> What to work on:
Your task is to copy all of the entries exactly as they are given.

> Entries supplied:
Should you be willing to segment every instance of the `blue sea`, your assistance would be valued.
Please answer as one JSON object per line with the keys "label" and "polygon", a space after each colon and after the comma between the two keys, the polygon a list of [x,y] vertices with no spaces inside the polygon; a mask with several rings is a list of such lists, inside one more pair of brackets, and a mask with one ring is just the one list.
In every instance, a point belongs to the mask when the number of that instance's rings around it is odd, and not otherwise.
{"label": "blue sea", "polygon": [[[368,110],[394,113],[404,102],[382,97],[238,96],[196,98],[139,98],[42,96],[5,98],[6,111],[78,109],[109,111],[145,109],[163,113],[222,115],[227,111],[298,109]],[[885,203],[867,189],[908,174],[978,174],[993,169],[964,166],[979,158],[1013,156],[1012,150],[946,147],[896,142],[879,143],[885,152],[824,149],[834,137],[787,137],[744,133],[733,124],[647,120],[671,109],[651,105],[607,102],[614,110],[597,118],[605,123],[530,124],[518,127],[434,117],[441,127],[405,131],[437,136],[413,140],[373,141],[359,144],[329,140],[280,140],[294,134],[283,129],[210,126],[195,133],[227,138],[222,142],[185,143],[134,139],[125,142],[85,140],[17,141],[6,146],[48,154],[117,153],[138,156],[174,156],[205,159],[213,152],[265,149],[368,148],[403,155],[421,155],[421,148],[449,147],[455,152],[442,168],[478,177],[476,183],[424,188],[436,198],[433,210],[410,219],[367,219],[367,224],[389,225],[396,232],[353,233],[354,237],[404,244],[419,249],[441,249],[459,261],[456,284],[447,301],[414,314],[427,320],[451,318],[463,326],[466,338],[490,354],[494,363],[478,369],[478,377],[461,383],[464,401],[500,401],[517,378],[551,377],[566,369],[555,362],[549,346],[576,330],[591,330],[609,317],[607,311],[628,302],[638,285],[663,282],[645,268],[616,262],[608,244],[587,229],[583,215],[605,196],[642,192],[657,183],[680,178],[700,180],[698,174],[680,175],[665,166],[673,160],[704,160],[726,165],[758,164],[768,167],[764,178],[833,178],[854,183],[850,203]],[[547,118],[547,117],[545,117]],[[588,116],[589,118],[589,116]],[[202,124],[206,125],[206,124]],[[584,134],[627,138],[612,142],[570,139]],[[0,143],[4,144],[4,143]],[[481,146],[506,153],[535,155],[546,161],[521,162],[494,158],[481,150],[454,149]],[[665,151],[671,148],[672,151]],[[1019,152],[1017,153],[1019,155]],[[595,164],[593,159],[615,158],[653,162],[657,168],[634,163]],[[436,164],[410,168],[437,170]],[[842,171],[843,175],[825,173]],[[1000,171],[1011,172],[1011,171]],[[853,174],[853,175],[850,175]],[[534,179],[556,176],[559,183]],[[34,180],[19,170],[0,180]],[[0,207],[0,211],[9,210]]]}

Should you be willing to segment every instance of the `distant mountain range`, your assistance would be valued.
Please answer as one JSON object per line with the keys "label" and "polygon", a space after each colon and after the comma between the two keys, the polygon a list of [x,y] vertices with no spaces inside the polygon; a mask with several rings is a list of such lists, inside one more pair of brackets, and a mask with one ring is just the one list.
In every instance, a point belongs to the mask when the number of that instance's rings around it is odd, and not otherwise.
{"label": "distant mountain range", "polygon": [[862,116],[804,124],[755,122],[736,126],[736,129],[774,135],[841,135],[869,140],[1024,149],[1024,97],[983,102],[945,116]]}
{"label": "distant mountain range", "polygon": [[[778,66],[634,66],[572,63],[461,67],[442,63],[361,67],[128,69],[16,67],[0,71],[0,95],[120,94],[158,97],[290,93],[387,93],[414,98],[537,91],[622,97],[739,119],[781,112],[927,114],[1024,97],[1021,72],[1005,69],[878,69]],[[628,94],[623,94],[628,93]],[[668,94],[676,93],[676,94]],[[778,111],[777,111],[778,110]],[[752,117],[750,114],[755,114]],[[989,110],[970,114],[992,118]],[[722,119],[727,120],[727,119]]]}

> Written reply:
Should you be willing to segment every instance of the `blue sea`, your assistance would be valued.
Please answer as one JSON object per line with the keys "label" and "polygon", a space after each colon and after the comma between the two keys, the polygon a list of [x,y] vertices with no spaces inside the polygon; a mask with several rings is a list of such lists, inside one more pair of brackets, and a mask with one ring is just the one list.
In every instance, a point belongs to the mask when the number of that instance's rings around it is odd, and not otherwise.
{"label": "blue sea", "polygon": [[[368,110],[394,113],[404,102],[382,97],[238,96],[196,98],[139,98],[42,96],[5,98],[6,111],[78,109],[109,111],[145,109],[163,113],[222,115],[227,111],[298,109]],[[885,203],[867,189],[908,174],[978,174],[993,169],[964,166],[979,158],[1013,156],[1012,150],[946,147],[896,142],[879,143],[885,152],[824,149],[834,137],[787,137],[744,133],[733,124],[647,120],[671,109],[651,105],[607,102],[614,110],[597,118],[605,123],[530,124],[518,127],[434,117],[441,127],[405,131],[437,136],[413,140],[373,141],[359,144],[329,140],[280,140],[294,134],[283,129],[210,126],[195,133],[227,138],[222,142],[185,143],[134,139],[125,142],[85,140],[17,141],[6,146],[48,154],[117,153],[138,156],[174,156],[205,159],[213,152],[265,149],[368,148],[403,155],[421,155],[421,148],[449,147],[455,152],[442,168],[478,177],[476,183],[424,188],[436,198],[433,210],[410,219],[367,219],[367,224],[389,225],[396,232],[353,233],[354,237],[404,244],[419,249],[441,249],[459,261],[456,284],[447,301],[414,314],[427,320],[451,318],[463,326],[466,338],[490,354],[494,363],[478,369],[478,377],[461,383],[464,401],[500,401],[517,378],[551,377],[566,369],[555,362],[549,346],[576,330],[591,330],[609,317],[607,311],[628,302],[638,285],[663,282],[645,268],[616,262],[608,244],[587,229],[583,215],[605,196],[642,192],[657,183],[680,178],[700,180],[698,174],[680,175],[665,166],[673,160],[704,160],[726,165],[758,164],[768,167],[764,178],[833,178],[854,183],[850,203]],[[547,118],[547,117],[545,117]],[[588,116],[589,118],[589,116]],[[202,124],[206,125],[206,124]],[[584,134],[627,138],[612,142],[570,139]],[[0,143],[4,144],[4,143]],[[481,146],[506,153],[535,155],[546,161],[521,162],[494,158],[481,150],[454,149]],[[665,151],[671,148],[672,151]],[[1019,152],[1017,153],[1019,155]],[[595,164],[593,159],[615,158],[653,162],[657,168],[634,163]],[[436,164],[410,168],[437,170]],[[842,171],[843,175],[825,173]],[[1000,171],[1011,172],[1011,171]],[[853,174],[853,175],[850,175]],[[534,179],[556,176],[559,183]],[[34,180],[19,170],[0,180]],[[0,207],[0,211],[9,210]]]}

Should you be willing to segment every instance of the `distant mountain range`, your assistance would be valued.
Please answer as one JSON object per line with the keys "label" and "polygon", a space after each colon and after the comma between the two keys, the polygon a list of [x,y] vertices with no spaces inside the polygon; a mask with several rings is a list of such lists, inside one more pair of brackets, and a mask with one ring is just the one list.
In every instance, a point belongs to the mask when the number of that instance's rings around it is odd, and not otherwise.
{"label": "distant mountain range", "polygon": [[862,116],[804,124],[755,122],[736,126],[736,129],[774,135],[841,135],[869,140],[1024,149],[1024,97],[983,102],[945,116]]}
{"label": "distant mountain range", "polygon": [[[778,66],[634,66],[572,63],[461,67],[442,63],[361,67],[128,69],[16,67],[0,71],[0,95],[120,94],[158,97],[290,93],[387,93],[414,98],[537,91],[622,97],[739,119],[781,112],[927,114],[1024,97],[1021,72],[1005,69],[878,69]],[[628,94],[623,94],[628,93]],[[668,94],[676,93],[676,94]],[[778,111],[777,111],[778,110]],[[752,117],[750,114],[755,114]],[[989,110],[970,114],[992,118]],[[722,119],[727,120],[727,119]]]}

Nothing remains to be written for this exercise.